Lines of data
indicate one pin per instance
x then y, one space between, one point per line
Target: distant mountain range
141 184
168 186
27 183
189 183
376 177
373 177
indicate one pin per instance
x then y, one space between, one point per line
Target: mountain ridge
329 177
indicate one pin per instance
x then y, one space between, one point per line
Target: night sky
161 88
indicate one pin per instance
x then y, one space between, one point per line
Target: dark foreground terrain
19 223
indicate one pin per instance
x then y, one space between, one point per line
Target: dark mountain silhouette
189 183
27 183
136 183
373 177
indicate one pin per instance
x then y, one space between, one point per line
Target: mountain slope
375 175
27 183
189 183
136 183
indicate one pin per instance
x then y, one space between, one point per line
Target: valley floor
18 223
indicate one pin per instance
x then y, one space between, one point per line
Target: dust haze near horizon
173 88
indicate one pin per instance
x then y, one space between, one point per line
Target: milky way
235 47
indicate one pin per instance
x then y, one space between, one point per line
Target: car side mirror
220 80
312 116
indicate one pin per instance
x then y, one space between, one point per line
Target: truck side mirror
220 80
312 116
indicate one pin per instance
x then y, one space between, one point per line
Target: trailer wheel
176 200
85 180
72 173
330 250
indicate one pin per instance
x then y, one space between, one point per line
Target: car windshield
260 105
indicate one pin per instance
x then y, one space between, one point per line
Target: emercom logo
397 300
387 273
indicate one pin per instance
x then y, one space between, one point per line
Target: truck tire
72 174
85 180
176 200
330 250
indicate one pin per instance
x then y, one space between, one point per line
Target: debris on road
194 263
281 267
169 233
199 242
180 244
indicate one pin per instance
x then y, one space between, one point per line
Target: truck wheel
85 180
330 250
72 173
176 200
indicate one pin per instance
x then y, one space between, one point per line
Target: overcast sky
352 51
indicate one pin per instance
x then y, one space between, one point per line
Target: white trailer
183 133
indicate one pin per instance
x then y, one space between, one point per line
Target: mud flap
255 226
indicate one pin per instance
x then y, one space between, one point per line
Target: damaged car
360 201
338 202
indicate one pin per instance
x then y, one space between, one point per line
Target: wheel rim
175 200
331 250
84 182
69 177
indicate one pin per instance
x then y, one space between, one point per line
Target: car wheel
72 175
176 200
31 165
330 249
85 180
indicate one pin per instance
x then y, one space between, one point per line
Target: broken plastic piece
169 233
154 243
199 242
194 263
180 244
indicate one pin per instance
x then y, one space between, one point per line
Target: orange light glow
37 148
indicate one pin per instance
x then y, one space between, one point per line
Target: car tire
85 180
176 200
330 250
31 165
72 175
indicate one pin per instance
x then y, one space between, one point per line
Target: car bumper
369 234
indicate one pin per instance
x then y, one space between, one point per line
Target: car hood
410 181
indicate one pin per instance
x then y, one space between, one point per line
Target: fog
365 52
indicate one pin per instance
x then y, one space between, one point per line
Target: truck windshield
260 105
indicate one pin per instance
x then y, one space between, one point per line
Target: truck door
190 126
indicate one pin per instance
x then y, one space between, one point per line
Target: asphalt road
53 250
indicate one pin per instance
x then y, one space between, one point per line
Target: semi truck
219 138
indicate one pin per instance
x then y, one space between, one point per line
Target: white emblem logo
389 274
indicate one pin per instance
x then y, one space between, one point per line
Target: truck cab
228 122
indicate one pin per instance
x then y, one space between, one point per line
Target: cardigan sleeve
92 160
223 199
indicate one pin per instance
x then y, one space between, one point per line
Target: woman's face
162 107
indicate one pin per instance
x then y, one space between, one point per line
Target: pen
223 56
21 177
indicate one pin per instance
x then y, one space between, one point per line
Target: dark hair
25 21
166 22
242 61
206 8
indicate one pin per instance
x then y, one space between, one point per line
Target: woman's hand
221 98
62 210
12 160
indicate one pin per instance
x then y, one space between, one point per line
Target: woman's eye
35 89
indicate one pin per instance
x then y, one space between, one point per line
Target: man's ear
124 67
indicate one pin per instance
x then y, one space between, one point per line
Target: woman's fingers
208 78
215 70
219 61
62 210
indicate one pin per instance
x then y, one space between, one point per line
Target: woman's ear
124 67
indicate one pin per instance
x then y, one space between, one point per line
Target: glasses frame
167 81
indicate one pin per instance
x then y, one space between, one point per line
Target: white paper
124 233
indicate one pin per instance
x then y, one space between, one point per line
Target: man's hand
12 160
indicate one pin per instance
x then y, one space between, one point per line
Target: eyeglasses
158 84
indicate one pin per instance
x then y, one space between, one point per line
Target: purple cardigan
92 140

* Task directions
Please repeat the material above, word for word and in full.

* Exercise result
indicate one pin per instance
x then y, one space between, one point per line
Target: distant mountain range
141 184
168 186
27 183
189 183
376 177
373 177
indicate one pin per instance
x then y, one space between, one point per line
Target: mountain ridge
329 177
indicate one pin per instance
x then y, one space between, one point per line
Target: night sky
161 88
indicate one pin per instance
x then y, one space between, one point per line
Target: dark foreground terrain
19 223
indicate one pin per instance
x then y, one space between, one point per line
Target: dark mountain silhouette
189 183
27 183
136 183
373 177
indicate one pin per instance
x then y, one space between, one point per line
Target: mountain slope
375 175
27 183
189 183
136 183
indicate one pin per instance
x then y, one space between, one point per line
Target: valley floor
18 223
indicate one pin per instance
x then y, one space between, one point per line
Target: dust haze near horizon
173 88
indicate one pin per instance
x then y, one space between, one point per line
Target: milky way
235 47
indicate one pin per instance
x then y, one space between, one point per line
Target: car side mirror
220 80
312 116
indicate one pin per instance
x then y, one space between, one point per line
Target: truck side mirror
220 80
312 116
indicate one pin per instance
x then y, one space between, one point per line
Target: trailer wheel
176 200
85 180
72 173
330 250
indicate one pin per instance
x then y, one space between, one point per line
Target: car windshield
260 105
indicate one pin per instance
x then y, one space between, one point per line
Target: emercom logo
397 300
387 273
indicate one pin per instance
x then y, one space between, one point per line
Target: truck tire
72 174
85 180
176 200
330 250
indicate one pin per instance
x then y, one space between, one point per line
Target: debris on road
194 263
281 267
169 233
199 242
180 244
indicate one pin per instance
x then y, one space between, one point per line
Target: truck wheel
85 180
330 250
72 173
176 200
indicate one pin per instance
x then y, one space between, one point per line
Target: overcast sky
352 51
indicate one pin per instance
x then y, one space between, one point per line
Target: white trailer
183 133
indicate one pin per instance
x then y, one space between, one point per line
Target: mud flap
255 226
indicate one pin per instance
x then y, one space between, one point per line
Target: damaged car
360 201
338 202
indicate one pin per instance
x then y, one space between, one point per line
Target: wheel rim
175 200
331 250
84 182
69 177
indicate one pin per instance
x then y, one space between, one point per line
Target: car wheel
72 175
176 200
31 165
330 249
85 180
indicate one pin per instance
x then y, one space between, one point per line
Target: broken plastic piece
169 233
154 243
199 242
194 263
180 244
indicate one pin per instance
x then y, one space between, one point per line
Target: orange light glow
37 148
indicate one pin per instance
x then y, one space between, one point per line
Target: car tire
85 180
176 200
330 250
31 165
72 175
indicate one pin per instance
x then y, one space between, one point per line
Target: car bumper
369 234
indicate one pin per instance
x then y, one space between, one point per line
Target: car hood
410 181
indicate one pin per instance
x then y, one space between, one point per line
Target: fog
365 52
indicate one pin per instance
x then y, one space between, one point per line
Target: truck windshield
260 105
indicate one pin per instance
x then y, one space between, one point per line
Target: truck door
190 126
indicate one pin per instance
x then y, one space between, one point per line
Target: asphalt road
53 250
indicate one pin per instance
x then y, one space between, one point per line
Target: semi truck
219 138
indicate one pin per instance
x then y, one space between, one point per line
Target: white emblem logo
389 274
indicate one pin per instance
x then y, one space between, one point per line
Target: truck cab
228 122
indicate one pin per instance
x then y, one space between, one point per line
Target: cardigan sleeve
92 160
223 199
indicate one pin per instance
x then y, one space between, one point per line
Target: woman's face
162 107
indicate one pin per instance
x then y, one space between, one point per line
Target: pen
223 56
21 177
indicate one pin per instance
x then y, one space between, one point per line
Target: dark hair
25 21
166 22
242 61
206 8
indicate one pin per instance
x then y, one space between, one point per line
Target: woman's hand
221 98
62 210
12 160
indicate one pin per instance
x then y, one space between, one point per line
Target: woman's eye
35 89
indicate one pin per instance
x then y, one space between, one point per line
Target: man's ear
124 67
indicate one pin per instance
x then y, one space between, one point per line
Target: woman's fingers
208 78
215 70
219 61
62 210
indicate one pin per instance
x then y, one space between, one point per line
Target: woman's ear
124 67
indicate one pin per instance
x then y, one space between, one point per line
Target: glasses frame
167 81
indicate one pin per instance
x then y, one space between, one point per line
Target: white paper
124 233
indicate one pin per instance
x then y, one space between, one point per line
Target: man's hand
12 160
indicate one pin per instance
x then y, one space between, one point per line
Target: eyeglasses
158 84
indicate one pin per instance
x then y, one space between, one point per line
Target: purple cardigan
92 140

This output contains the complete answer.